**PROBLEM TO WORK ON**
Set down all the lines below, each one exactly as shown.

**DATASET EXCERPTS**
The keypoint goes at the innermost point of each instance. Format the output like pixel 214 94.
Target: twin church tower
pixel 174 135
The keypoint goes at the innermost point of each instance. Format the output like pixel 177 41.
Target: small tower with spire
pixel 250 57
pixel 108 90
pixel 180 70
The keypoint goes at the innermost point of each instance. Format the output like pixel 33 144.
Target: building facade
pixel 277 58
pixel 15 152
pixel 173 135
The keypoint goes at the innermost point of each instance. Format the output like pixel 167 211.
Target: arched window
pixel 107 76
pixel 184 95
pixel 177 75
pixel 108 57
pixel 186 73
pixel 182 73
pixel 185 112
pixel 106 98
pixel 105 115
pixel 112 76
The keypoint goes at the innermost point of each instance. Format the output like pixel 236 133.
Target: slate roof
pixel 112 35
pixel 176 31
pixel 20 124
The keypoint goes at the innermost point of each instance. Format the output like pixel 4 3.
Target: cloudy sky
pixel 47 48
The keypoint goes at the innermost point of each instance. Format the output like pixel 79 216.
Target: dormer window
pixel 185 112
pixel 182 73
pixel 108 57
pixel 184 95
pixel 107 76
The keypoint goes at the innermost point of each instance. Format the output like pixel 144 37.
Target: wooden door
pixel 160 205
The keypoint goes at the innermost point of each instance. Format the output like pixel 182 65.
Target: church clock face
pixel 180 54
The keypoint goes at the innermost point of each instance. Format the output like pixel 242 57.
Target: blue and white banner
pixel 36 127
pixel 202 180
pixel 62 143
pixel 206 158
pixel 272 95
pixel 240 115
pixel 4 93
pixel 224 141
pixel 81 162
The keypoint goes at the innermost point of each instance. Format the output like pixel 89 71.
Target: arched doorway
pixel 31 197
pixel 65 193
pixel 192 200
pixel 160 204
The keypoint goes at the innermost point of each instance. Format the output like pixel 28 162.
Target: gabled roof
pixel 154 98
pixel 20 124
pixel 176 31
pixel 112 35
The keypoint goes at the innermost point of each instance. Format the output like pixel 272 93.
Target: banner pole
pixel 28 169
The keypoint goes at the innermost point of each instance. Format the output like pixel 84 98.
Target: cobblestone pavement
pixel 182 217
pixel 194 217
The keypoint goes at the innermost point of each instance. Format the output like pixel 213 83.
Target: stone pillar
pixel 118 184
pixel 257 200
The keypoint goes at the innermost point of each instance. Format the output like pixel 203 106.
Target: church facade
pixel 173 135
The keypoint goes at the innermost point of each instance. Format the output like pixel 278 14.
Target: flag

**PROBLEM SOLUTION**
The keypoint goes at the innermost point of each instance. Format the output like pixel 214 94.
Target: twin church tower
pixel 174 135
The keypoint goes at the innermost point of each instance. Format the output like pixel 177 41.
Target: small tower with spire
pixel 250 57
pixel 108 90
pixel 180 70
The keypoint goes at the innermost point of each instance. Format the output like pixel 33 144.
Target: building facade
pixel 277 58
pixel 15 152
pixel 173 135
The keypoint goes at the innermost point of each instance. Format the output like pixel 167 211.
Target: arched window
pixel 107 76
pixel 184 95
pixel 177 75
pixel 108 57
pixel 186 73
pixel 182 73
pixel 185 112
pixel 106 98
pixel 105 115
pixel 112 76
The keypoint goes at the innermost point of each instance. Format the output like pixel 236 133.
Target: slate roof
pixel 112 35
pixel 176 31
pixel 20 124
The keypoint goes at the innermost point of each instance. Format the output like pixel 4 3.
Target: cloudy sky
pixel 47 48
The keypoint goes at the innermost point of each instance. Format the output like pixel 79 216.
Target: dormer window
pixel 185 112
pixel 182 73
pixel 108 57
pixel 184 95
pixel 107 76
The keypoint goes at the innermost point of each instance. Format the output like pixel 144 37.
Target: wooden door
pixel 160 205
The keypoint goes at the innermost point of each instance. Format the output like pixel 182 65.
Target: church clock face
pixel 180 54
The keypoint goes at the innermost point of each instance. Format the output like pixel 242 57.
Target: blue and white banner
pixel 36 127
pixel 202 180
pixel 62 143
pixel 206 158
pixel 272 95
pixel 240 115
pixel 4 93
pixel 224 141
pixel 81 162
The keypoint goes at the innermost point of each instance. Format the output like pixel 89 71.
Target: arched doorway
pixel 31 197
pixel 65 193
pixel 192 200
pixel 160 204
The keypoint goes at the innermost point of each instance. Format the output like pixel 28 162.
Target: gabled roof
pixel 154 98
pixel 20 124
pixel 176 31
pixel 112 35
The keypoint goes at the innermost point of each instance. Format the output like pixel 272 93.
Target: banner pole
pixel 28 169
The keypoint goes at the innermost point of each instance. Format the output like pixel 84 98.
Target: cobblestone pavement
pixel 182 217
pixel 194 217
The keypoint goes at the innermost point of each instance. Format the output like pixel 213 83.
Target: stone pillar
pixel 118 184
pixel 257 200
The keypoint goes at the innermost point of each instance. Format the output like pixel 203 106.
Target: church facade
pixel 173 135
The keypoint goes at the innermost point of each instance. Format the output like pixel 278 14.
Target: flag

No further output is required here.